**GOAL**
Make an exact copy of all the records.

— start of SUPPLIED INFORMATION —

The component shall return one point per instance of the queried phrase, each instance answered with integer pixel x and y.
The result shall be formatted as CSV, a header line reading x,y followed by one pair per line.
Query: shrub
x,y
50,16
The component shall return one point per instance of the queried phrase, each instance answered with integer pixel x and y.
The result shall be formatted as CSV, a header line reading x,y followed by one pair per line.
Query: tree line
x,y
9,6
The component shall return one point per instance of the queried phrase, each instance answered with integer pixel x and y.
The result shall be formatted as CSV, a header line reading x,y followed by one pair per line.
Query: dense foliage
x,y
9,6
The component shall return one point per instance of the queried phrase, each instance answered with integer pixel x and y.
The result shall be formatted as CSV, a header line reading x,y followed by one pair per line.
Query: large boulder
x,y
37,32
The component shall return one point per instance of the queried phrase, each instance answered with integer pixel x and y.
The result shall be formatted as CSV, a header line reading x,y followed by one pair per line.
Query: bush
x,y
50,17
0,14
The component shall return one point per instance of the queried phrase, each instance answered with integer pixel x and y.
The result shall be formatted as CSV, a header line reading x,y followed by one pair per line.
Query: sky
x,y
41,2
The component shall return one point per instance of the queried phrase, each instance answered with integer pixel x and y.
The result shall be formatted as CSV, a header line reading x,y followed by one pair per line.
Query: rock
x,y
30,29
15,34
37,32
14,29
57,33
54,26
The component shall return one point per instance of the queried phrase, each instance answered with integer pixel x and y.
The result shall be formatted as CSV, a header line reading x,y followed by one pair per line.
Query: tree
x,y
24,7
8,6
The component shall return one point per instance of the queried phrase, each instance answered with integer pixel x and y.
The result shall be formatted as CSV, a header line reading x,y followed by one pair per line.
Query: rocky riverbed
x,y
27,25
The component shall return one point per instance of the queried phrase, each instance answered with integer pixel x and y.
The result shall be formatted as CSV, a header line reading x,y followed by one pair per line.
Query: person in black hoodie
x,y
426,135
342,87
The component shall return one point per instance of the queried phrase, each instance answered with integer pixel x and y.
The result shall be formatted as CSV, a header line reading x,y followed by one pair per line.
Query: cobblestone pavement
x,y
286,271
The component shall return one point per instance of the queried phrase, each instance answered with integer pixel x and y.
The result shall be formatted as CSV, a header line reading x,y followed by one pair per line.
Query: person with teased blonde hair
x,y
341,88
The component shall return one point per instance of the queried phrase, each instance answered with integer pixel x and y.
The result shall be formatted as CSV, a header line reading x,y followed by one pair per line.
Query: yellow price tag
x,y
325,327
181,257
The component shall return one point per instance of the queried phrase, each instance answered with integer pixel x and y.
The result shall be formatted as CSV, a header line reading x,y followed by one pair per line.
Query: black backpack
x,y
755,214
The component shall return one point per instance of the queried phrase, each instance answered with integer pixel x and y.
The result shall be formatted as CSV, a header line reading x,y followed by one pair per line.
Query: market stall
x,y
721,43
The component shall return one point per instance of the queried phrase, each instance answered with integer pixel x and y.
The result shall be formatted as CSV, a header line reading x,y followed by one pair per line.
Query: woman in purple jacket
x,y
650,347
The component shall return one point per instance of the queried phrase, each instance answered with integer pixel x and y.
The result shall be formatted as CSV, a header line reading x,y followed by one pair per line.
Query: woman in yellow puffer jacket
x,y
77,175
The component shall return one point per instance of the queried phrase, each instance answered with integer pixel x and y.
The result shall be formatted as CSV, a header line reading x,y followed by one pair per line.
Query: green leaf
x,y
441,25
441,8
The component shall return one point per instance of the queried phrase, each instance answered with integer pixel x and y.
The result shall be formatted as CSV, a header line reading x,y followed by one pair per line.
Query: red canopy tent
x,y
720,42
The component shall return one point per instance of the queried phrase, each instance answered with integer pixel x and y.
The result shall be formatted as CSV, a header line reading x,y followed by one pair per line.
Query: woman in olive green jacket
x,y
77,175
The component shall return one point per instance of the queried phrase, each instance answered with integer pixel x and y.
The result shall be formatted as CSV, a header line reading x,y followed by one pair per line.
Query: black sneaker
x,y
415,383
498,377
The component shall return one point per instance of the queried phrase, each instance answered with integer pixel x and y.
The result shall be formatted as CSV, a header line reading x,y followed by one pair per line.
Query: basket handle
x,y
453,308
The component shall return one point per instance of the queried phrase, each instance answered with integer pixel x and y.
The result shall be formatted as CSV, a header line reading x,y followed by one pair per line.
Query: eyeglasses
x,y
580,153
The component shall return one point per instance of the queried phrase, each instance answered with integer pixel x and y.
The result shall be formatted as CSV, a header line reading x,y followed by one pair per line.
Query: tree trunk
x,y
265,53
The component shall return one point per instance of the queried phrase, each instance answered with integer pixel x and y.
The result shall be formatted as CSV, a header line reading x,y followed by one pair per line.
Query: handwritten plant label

— end of SUPPLIED INFORMATION —

**EXERCISE SOLUTION**
The component shall return one point per instance of the queried phrase, each instance answered with integer pixel x and y.
The result shall be formatted as CSV, a header line reading x,y followed by one pair per line.
Query: shrub
x,y
50,16
The component shall return one point per instance of the queried phrase, each instance answered with integer pixel x and y.
The result shall be formatted as CSV, a header line reading x,y followed by one pair per line.
Query: tree line
x,y
9,6
The component shall return one point per instance of the queried phrase, each instance answered with integer pixel x and y.
The result shall be formatted as CSV, a header line reading x,y followed by one pair per line.
Query: dense foliage
x,y
9,6
The component shall return one point per instance of the queried phrase, each instance answered with integer pixel x and y.
The result shall be formatted as CSV, a header line reading x,y followed by one pair per line.
Query: large boulder
x,y
37,32
The component shall return one point per instance of the queried phrase, each instance answered with integer pixel x and y.
The result shall be formatted as CSV, a header line reading x,y followed by one pair per line.
Query: bush
x,y
50,17
0,14
The component shall return one point per instance of the queried phrase, each instance answered with integer pixel x and y.
The result shall be formatted as CSV, a header line reading x,y followed by one pair per line.
Query: sky
x,y
41,2
The component shall return one point per instance of the queried phrase, each instance answered with integer pixel x and y.
The result shall be formatted as CSV, a header line reading x,y followed by one pair per line.
Query: rock
x,y
30,29
15,34
37,32
14,29
57,33
54,26
The component shall return one point per instance of the queried phrase, each instance answered with integer pixel x and y.
The result shall be formatted as CSV, a header line reading x,y followed by one pair per line.
Query: tree
x,y
24,7
8,6
The component shall return one point per instance of the queried phrase, each instance answered with integer pixel x and y.
The result shall be formatted as CSV, a header line reading x,y followed by one pair per line.
Query: rocky riverbed
x,y
27,25
The component shall return one point per instance of the queried phrase, each instance answered with integer pixel x and y.
The result shall be formatted as CSV, a header line reading x,y followed by one pair per line.
Query: person in black hoodie
x,y
426,135
342,87
The component shall return one point per instance of the queried phrase, each instance answered with integer pixel x and y.
The result shall be formatted as CSV, a header line reading x,y followed by one pair per line.
Query: cobblestone pavement
x,y
286,271
The component shall return one point per instance of the queried phrase, each instance answered with integer pixel x and y.
The result shall be formatted as CSV, a header line reading x,y followed by one pair per line.
Query: person with teased blonde hair
x,y
341,88
The component shall return one point per instance of the queried phrase, each instance answered with integer pixel x and y.
The result shall be formatted as CSV, a header line reading x,y followed by one pair per line.
Query: yellow price tag
x,y
325,327
181,257
The component shall return one point per instance of the queried phrase, each instance answered with integer pixel x and y.
The result shall be formatted as CSV, a header line reading x,y followed by one pair per line.
Query: black backpack
x,y
755,214
The component shall return one point per instance of the queried phrase, each instance answered with integer pixel x and y.
The result shall be formatted as CSV, a header line reading x,y followed by one pair per line.
Query: market stall
x,y
721,43
The component shall return one point per instance of the queried phrase, each instance answered with integer pixel x and y.
The result shall be formatted as CSV, a header line reading x,y followed by one pair per line.
Query: woman in purple jacket
x,y
650,347
The component shall return one point per instance of the queried phrase, each instance answered with integer pixel x and y.
The result shall be formatted as CSV, a header line reading x,y followed by one pair per line.
Query: woman in yellow puffer jacket
x,y
77,175
The component shall return one point per instance of the queried phrase, each instance answered with integer pixel x and y.
The result shall be formatted as CSV, a header line reading x,y followed by one pair per line.
Query: green leaf
x,y
441,25
441,8
The component shall return one point per instance of the queried phrase, each instance answered with integer pixel x and y.
The result shall be formatted as CSV, a header line reading x,y followed by one pair per line.
Query: red canopy tent
x,y
720,42
The component shall return one point per instance of the queried phrase, each instance answered with integer pixel x and y.
The result shall be formatted as CSV, a header line reading x,y followed by one pair per line.
Query: woman in olive green jacket
x,y
77,175
The component shall return one point per instance of the queried phrase, each instance answered with integer pixel x and y.
The result shall be formatted as CSV, a header line reading x,y followed by one pair per line.
Query: black sneaker
x,y
415,383
498,377
The component shall return one point per instance of the queried phrase, each instance answered with integer pixel x and y.
The result shall be formatted as CSV, a header line reading x,y followed by one pair per line.
Query: basket handle
x,y
453,308
The component shall return one point per instance of the queried phrase, each instance answered with integer pixel x and y.
The result shall be formatted as CSV, a header line reading x,y followed by one pair per line.
Query: eyeglasses
x,y
580,153
The component shall return one point per instance of the queried phrase, each instance answered with integer pixel x and y.
The result shall be formatted as CSV, a header line reading x,y followed by one pair per line.
Query: tree trunk
x,y
265,53
The component shall return one point per instance of the queried phrase, each instance answered with integer pixel x and y.
The result shall be formatted as CSV, a header line reading x,y followed by one pair per line.
Query: handwritten plant label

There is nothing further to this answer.